**EXERCISE GOAL:** Quote, without any change, the line that contains "the green tree" and all lines that follow it to the end of the data below.

**DATA TO USE:**

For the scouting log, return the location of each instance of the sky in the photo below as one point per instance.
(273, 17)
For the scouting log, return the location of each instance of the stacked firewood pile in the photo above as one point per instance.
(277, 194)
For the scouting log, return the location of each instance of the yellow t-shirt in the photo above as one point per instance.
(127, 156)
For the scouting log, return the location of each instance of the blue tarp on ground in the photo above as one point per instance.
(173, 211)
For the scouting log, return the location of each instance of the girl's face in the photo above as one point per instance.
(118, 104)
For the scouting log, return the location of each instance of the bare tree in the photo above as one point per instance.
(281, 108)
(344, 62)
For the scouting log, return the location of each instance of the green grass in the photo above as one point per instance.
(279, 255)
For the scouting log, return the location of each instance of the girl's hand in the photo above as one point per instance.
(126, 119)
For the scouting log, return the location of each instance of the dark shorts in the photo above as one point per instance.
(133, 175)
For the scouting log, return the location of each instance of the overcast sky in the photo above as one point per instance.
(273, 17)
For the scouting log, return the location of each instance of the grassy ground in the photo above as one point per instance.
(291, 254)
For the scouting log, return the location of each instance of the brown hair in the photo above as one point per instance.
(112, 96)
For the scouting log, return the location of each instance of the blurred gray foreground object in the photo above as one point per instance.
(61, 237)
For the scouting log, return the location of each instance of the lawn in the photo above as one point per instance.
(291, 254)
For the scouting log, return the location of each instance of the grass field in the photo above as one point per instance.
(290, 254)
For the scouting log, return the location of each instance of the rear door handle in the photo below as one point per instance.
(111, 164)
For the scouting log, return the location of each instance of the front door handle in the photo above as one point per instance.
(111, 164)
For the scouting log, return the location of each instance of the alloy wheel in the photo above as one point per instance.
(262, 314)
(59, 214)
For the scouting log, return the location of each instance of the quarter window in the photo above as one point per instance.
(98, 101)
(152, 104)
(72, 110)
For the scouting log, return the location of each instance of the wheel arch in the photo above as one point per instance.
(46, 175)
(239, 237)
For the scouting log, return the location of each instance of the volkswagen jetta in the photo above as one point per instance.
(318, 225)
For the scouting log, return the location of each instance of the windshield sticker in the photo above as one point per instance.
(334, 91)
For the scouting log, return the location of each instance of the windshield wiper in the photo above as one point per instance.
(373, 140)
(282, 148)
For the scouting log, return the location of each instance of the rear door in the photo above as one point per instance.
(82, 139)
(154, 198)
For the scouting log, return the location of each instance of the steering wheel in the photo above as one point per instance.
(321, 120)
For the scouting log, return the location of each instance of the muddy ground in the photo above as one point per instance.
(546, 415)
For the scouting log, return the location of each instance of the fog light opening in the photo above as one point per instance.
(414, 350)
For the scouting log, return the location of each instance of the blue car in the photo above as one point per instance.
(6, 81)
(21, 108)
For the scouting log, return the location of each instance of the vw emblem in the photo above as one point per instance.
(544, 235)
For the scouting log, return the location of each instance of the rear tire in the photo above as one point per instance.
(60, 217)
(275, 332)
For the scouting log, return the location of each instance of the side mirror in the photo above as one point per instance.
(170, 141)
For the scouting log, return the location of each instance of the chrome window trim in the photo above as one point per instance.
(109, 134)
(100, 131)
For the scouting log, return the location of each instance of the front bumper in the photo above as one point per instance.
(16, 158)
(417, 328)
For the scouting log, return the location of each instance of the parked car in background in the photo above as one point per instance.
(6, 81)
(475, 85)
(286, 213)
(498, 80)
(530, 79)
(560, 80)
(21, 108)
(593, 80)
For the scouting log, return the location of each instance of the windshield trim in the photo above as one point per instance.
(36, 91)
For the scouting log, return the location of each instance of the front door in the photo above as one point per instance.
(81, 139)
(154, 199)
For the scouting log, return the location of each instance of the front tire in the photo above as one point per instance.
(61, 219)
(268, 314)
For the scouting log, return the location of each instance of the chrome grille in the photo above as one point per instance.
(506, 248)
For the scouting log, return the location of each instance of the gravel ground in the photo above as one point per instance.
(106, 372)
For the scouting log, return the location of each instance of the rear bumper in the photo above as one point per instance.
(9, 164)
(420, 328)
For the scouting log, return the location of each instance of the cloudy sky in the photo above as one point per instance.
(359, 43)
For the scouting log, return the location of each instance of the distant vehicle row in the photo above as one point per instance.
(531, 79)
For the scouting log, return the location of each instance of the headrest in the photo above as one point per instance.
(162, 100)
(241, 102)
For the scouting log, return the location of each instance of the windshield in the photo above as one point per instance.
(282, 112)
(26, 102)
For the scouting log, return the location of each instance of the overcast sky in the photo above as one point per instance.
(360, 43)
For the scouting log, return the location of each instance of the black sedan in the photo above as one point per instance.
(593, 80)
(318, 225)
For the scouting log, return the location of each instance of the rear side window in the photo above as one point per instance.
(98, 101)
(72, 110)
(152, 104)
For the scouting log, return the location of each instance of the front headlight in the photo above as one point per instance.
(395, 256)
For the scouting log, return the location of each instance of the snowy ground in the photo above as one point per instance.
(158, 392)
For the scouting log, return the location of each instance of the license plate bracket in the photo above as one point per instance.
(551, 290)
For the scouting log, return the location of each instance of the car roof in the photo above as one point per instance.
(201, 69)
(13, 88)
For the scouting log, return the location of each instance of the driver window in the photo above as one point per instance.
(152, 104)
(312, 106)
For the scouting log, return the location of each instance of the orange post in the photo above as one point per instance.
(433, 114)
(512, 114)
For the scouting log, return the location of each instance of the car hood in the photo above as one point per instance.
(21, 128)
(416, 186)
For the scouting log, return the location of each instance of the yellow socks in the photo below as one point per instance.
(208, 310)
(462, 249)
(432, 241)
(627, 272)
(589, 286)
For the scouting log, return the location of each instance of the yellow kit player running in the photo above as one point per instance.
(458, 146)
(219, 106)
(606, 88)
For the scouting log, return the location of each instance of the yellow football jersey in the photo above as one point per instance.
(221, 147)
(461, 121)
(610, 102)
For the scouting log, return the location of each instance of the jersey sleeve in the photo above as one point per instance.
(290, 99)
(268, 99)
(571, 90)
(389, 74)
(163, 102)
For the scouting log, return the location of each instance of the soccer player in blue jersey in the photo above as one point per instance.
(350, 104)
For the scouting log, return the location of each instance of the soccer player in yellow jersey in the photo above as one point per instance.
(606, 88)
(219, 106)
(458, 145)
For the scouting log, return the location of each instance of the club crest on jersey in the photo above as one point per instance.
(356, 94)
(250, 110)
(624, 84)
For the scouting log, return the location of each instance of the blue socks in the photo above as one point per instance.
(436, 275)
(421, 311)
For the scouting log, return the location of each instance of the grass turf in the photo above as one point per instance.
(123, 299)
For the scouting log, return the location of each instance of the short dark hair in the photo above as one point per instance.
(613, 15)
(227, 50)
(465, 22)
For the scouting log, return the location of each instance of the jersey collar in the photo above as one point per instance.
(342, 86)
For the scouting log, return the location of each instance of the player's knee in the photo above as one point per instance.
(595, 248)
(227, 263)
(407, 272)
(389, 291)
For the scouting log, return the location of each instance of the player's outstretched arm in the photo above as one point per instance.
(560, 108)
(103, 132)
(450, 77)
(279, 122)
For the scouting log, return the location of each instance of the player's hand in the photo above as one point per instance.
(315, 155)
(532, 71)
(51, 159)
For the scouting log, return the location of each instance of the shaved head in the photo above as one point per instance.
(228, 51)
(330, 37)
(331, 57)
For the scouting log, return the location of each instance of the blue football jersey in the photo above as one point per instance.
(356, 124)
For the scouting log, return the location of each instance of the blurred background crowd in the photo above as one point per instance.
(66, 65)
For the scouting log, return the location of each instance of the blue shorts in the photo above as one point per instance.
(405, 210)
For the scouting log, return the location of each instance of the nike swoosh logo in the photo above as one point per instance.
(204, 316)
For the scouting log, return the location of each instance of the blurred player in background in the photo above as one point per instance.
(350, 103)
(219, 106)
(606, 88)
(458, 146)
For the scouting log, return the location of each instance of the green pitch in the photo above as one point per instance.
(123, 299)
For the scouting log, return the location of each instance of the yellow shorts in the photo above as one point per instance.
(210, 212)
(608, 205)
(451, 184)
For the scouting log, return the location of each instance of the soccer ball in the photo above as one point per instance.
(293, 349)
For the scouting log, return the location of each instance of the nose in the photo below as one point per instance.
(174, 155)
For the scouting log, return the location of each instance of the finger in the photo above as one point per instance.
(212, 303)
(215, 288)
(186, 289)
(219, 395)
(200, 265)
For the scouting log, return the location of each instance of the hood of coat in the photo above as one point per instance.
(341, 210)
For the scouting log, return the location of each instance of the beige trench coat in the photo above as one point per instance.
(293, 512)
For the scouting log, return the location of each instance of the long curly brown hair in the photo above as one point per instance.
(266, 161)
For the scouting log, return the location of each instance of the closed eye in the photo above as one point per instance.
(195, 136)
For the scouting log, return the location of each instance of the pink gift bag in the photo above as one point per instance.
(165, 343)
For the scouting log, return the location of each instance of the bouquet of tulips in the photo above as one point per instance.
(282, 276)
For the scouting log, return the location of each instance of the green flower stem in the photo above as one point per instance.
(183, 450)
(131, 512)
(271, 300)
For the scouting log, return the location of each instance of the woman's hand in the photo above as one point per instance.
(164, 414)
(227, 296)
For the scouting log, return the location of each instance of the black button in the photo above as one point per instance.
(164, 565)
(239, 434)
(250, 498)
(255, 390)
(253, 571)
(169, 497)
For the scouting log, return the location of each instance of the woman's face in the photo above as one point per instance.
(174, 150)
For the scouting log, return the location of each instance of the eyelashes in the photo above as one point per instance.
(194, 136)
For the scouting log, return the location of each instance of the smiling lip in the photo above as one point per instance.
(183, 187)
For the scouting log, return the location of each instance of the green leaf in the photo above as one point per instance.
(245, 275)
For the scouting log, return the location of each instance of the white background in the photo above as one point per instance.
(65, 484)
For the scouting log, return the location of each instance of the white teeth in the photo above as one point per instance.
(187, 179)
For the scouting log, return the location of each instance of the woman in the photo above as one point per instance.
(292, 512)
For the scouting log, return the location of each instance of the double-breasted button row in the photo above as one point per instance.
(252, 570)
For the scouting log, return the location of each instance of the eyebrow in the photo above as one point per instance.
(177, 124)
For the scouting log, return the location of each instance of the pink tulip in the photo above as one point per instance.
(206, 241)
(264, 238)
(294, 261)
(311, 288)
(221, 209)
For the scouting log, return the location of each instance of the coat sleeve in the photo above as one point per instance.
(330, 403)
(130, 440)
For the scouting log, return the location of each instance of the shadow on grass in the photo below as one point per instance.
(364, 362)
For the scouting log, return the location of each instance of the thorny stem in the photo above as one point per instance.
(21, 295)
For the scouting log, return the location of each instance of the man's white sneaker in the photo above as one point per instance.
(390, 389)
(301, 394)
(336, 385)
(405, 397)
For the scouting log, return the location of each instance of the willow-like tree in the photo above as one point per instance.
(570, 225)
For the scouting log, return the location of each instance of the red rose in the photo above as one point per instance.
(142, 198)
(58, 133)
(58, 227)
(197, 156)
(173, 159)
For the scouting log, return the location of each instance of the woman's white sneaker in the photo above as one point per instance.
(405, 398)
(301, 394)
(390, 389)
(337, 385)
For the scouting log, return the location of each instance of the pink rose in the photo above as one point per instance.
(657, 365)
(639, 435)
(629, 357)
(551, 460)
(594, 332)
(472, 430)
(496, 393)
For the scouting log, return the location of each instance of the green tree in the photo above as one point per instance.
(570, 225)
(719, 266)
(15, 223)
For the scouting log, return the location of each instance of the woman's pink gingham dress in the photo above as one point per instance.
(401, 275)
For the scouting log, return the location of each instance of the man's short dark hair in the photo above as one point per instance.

**ANSWER AREA:**
For the scouting log, return the location of each instance of the green tree in the photo above as one point per instance.
(570, 225)
(719, 266)
(15, 223)
For the scouting log, return the location of each instance of the woman's pink gingham dress in the photo above as one point per instance.
(401, 275)
For the scouting log, return the location of each instance of the man's short dark hair in the photo above as one point per instance.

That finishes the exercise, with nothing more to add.